Excerpted records »
┌──
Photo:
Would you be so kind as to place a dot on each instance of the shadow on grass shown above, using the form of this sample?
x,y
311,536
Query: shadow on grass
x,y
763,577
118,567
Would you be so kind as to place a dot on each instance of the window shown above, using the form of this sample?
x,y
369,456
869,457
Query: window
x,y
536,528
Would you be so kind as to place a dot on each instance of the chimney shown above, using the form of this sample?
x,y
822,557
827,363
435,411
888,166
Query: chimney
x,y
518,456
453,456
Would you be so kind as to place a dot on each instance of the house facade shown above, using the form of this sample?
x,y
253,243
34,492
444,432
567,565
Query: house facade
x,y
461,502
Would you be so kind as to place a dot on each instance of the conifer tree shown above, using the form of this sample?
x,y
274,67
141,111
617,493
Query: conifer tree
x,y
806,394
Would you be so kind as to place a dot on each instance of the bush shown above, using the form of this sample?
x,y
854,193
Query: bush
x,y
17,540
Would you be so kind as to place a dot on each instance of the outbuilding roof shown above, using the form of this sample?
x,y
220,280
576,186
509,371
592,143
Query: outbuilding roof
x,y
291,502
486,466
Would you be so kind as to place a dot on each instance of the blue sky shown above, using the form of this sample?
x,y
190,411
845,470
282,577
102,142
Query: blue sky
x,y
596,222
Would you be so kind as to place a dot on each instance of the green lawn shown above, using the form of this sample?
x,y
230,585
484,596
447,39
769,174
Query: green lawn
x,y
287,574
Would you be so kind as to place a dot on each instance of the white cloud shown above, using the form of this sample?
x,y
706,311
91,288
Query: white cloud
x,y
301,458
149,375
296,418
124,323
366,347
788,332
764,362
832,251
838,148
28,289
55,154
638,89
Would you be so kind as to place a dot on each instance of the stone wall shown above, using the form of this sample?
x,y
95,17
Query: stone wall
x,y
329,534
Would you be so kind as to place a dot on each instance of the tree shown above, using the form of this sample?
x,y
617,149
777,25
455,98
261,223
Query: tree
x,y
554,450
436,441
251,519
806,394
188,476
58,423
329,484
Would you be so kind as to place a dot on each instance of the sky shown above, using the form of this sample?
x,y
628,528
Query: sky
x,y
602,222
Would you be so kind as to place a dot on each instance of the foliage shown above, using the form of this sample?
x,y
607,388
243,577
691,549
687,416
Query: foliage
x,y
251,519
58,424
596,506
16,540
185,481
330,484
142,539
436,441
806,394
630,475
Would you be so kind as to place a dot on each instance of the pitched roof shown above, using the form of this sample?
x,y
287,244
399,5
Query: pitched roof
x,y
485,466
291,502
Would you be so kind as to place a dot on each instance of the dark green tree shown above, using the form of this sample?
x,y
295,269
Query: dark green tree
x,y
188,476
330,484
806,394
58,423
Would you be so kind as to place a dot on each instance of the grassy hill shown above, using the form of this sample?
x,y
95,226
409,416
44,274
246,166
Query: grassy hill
└──
Work order »
Without changing a word, print all of the entries above.

Exercise solution »
Photo:
Would you be so kind as to place a dot on each instance of the shadow on grass shown above, using the form of this sample?
x,y
311,536
Query: shadow on grass
x,y
763,577
118,567
Would you be so kind as to place a dot on each instance of the window shown above, using the form of this sample?
x,y
369,456
869,457
Query: window
x,y
536,528
Would you be so kind as to place a dot on each instance of the chimney shown above, using the form of this sample?
x,y
822,557
827,363
435,411
888,166
Query: chimney
x,y
518,456
453,456
Would you be so kind as to place a dot on each instance of the house facade shown above, using the form of this sample?
x,y
253,243
34,492
444,432
567,565
Query: house facade
x,y
461,502
Would you be so kind as to place a dot on each instance of the conifer tree shown above, using the form of this sample?
x,y
274,67
141,111
617,493
Query: conifer tree
x,y
806,394
Would you be so kind as to place a dot on each instance of the bush shown above, using the form of this sample?
x,y
854,193
Query: bush
x,y
17,540
Would you be so kind as to place a dot on each instance of the outbuilding roof shown above, using the form of this sample?
x,y
220,280
576,186
509,371
592,143
Query: outbuilding roof
x,y
291,502
486,466
Would you be so kind as to place a dot on each instance of the blue sky shown above, using the form of this sample?
x,y
190,411
845,470
282,577
102,142
Query: blue sky
x,y
596,222
Would you be so kind as to place a dot on each instance of the green lawn shown above, using the form of this sample?
x,y
230,585
484,596
447,39
769,174
Query: green lawn
x,y
287,574
Would you be so kind as to place a dot on each instance of the white cloud shown above, using the form of this sample?
x,y
706,311
91,288
Query: white cloud
x,y
301,458
149,375
296,418
124,323
366,347
788,332
764,362
832,251
838,148
28,289
55,154
638,89
Would you be so kind as to place a dot on each instance of the stone wall shown above, using the form of this sample?
x,y
95,17
Query: stone wall
x,y
329,534
Would you be so kind as to place a dot on each instance of the tree shown above, using the form of this sample?
x,y
617,149
777,25
455,98
261,223
Query: tree
x,y
554,450
436,441
251,519
806,394
188,476
58,423
329,484
Would you be so kind as to place a dot on each instance of the sky shown above, using the form of this sample?
x,y
628,528
Query: sky
x,y
602,222
Would you be so kind as to place a dot on each instance of the foliage shown above, using the form of this sample?
x,y
607,388
243,577
691,549
687,416
Query: foliage
x,y
251,519
58,424
596,506
16,540
185,481
330,484
142,539
436,441
806,394
630,475
Would you be so kind as to place a dot on each instance of the pitched roof shown above, using the form of this sample?
x,y
287,244
399,5
Query: pitched roof
x,y
485,466
291,502
Would you be so kind as to place a dot on each instance of the dark green tree shown above, using the form of this sample?
x,y
295,269
Query: dark green tree
x,y
188,476
330,484
806,394
58,423
Would you be so kind as to place a dot on each instance of the grassy hill shown above, using the form of this sample?
x,y
95,226
409,416
44,274
246,166
Query: grassy hill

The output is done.